**Problem requirements:** In the zucchini fritters recipe below, please state why cornstarch is added to the batter.

**Reading passage:**

— Begin —

Crispy Zucchini Fritters Recipe tastes like a cross between hash browns and savory pancakes, with golden edges and a tender, veggie-packed center. It works perfectly for busy home cooks who want a 30-minute appetizer, snack, or light dinner that feels special but stays simple. I tested this version in my tiny apartment kitchen while my cat judged my knife skills from the counter.
Why Make This Crispy Zucchini Fritters Recipe at Home
Homemade zucchini fritters stay extra crisp, because you control the moisture, oil temperature, and seasoning. You skip soggy, bland fritters and get salty, cheesy, herby bites that vanish faster than you can fry the next batch.
You also use up that mountain of summer zucchini in a way everyone actually wants to eat. Kids, picky partners, and veggie skeptics usually treat these like fun finger food, not a lecture about vegetables.
“These Crispy Zucchini Fritters hit every craving: crunchy, cheesy, and gone in minutes. ★★★★★”
Ingredients You Need
Zucchini and veg
- 2 medium zucchini, about 1 pound total, grated
- Small to medium zucchini work best, since they hold less water than huge ones.
- 1 small yellow onion, grated or very finely minced
- You can swap in green onions for a milder flavor.
- 2 cloves garlic, minced or grated
- Garlic powder works in a pinch, use 1 teaspoon.
Binding and crisping
- 2 large eggs
- 1/2 cup all purpose flour
- Use a gluten free all purpose blend if needed, same amount.
- 1/4 cup cornstarch
- Cornstarch helps the fritters stay crisp longer than flour alone.
- 1 teaspoon baking powder
- 1 teaspoon fine sea salt, plus more to taste
- 1/2 teaspoon black pepper
- 1 teaspoon dried oregano or Italian seasoning
- 1/2 teaspoon smoked or sweet paprika
Cheese and flavor boosters
- 1/2 cup finely grated Parmesan cheese
- Use the real wedge style, not the green can, for best flavor.
- 1/2 cup shredded mozzarella or cheddar
- Pre-shredded works, but freshly shredded melts and browns better.
- 2 tablespoons chopped fresh parsley or dill
- Dried herbs work too, use 1 tablespoon.
Oil and dipping sauce
- Neutral oil for frying, about 1/3 to 1/2 cup
- Avocado, canola, or grapeseed oil all work well.
- Plain Greek yogurt or sour cream, for serving
- Lemon wedges, for squeezing over the top
- Hot sauce or chili flakes, optional, for a little kick
Equipment
- Box grater or food processor with grating disc
- Large mixing bowl
- Clean kitchen towel or several layers of paper towels
- Fine mesh strainer or colander
- Large nonstick or cast iron skillet
- Spatula
- Sheet pan with wire rack or plate lined with paper towels
Tips & Mistakes
- Squeeze the zucchini like you mean it, or the fritters turn soft and pale.
- Salt the grated zucchini before squeezing, so it releases more water and crisps better.
- Keep the batter thick; if it looks runny, add 1 tablespoon flour at a time until it holds a mound.
- Heat the oil until it shimmers; if the oil sits too cool, the fritters soak it up and taste greasy.

— End —

**Information given:**

— Begin —

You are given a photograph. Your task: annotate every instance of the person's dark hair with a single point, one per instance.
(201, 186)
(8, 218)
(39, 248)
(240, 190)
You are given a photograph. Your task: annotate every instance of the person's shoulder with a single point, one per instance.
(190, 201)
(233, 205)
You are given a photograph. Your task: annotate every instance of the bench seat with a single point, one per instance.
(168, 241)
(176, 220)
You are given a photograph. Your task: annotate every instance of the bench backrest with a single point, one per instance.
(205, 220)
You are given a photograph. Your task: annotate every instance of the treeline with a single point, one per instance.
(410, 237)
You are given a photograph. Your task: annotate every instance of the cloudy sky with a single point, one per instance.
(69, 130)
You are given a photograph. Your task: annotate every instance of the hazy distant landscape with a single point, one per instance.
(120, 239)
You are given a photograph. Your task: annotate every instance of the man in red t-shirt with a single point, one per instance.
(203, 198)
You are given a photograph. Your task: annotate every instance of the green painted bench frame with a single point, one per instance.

— End —

**The response:** It helps the fritters stay crisp longer than flour alone.